_Task goal_
Can you write out the entries below again with every "pixel coordinates" replaced by "bounding box coordinates" and nothing else changed?
_ _ _ _
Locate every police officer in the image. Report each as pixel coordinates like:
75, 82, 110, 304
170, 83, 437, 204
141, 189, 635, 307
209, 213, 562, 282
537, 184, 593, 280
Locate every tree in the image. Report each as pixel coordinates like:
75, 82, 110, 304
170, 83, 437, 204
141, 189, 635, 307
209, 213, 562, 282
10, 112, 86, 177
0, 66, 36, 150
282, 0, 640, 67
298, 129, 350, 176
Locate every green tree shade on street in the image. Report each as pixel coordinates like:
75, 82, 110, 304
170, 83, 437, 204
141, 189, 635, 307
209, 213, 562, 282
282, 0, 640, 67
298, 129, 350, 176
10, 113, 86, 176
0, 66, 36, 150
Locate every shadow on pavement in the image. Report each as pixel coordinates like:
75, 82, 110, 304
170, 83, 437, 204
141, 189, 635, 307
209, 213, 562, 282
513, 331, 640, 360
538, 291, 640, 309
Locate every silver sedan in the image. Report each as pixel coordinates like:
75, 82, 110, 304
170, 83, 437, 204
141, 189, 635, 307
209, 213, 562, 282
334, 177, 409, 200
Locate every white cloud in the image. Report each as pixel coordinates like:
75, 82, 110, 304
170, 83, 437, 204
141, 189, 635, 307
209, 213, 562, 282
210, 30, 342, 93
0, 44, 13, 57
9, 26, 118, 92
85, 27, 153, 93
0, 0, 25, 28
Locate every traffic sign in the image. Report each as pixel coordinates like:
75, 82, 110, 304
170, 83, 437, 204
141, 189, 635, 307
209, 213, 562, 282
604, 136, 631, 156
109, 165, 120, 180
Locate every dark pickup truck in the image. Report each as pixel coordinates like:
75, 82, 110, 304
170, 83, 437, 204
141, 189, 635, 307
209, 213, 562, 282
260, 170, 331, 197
_ _ _ _
_The response_
Locate every police officer in the image. Report each as bounding box coordinates like:
75, 82, 110, 304
170, 83, 437, 204
141, 189, 635, 307
209, 213, 562, 282
537, 184, 593, 280
Locate every tree in the image. Report each as bounding box coordinates like:
75, 82, 110, 304
170, 83, 437, 204
141, 189, 635, 307
209, 213, 562, 282
10, 112, 86, 177
0, 66, 36, 150
282, 0, 640, 67
298, 129, 350, 176
Locate every green tree shade on street in the image. Report each as bounding box coordinates like:
75, 82, 110, 304
170, 83, 437, 204
141, 189, 635, 307
209, 213, 562, 282
282, 0, 640, 67
298, 129, 350, 176
10, 113, 86, 176
0, 66, 36, 150
Locate every shadow on pavement in the image. Report each as bounding box coordinates like:
75, 82, 110, 304
170, 83, 437, 204
141, 189, 635, 307
209, 213, 562, 282
513, 331, 640, 360
538, 291, 640, 309
Locate every silver sedan in the image. Report each as bounding box coordinates like:
75, 82, 110, 304
170, 83, 437, 204
141, 189, 635, 307
209, 213, 562, 282
334, 177, 409, 200
Locate every white cloud in the image. Report each as bounding box coordinates like:
75, 82, 110, 304
170, 83, 437, 204
141, 189, 635, 307
209, 213, 562, 282
210, 30, 342, 93
0, 44, 13, 57
9, 26, 118, 92
85, 27, 153, 93
0, 0, 25, 28
Locate every traffic sign in the image. Report each as bounding box coordinates like:
75, 82, 110, 304
170, 83, 437, 204
141, 189, 635, 307
209, 213, 562, 282
604, 136, 631, 156
109, 165, 120, 180
Locate every dark pickup truck in the image. Report each as bounding box coordinates like:
75, 82, 110, 304
170, 83, 437, 204
141, 189, 635, 307
209, 213, 562, 282
260, 170, 331, 197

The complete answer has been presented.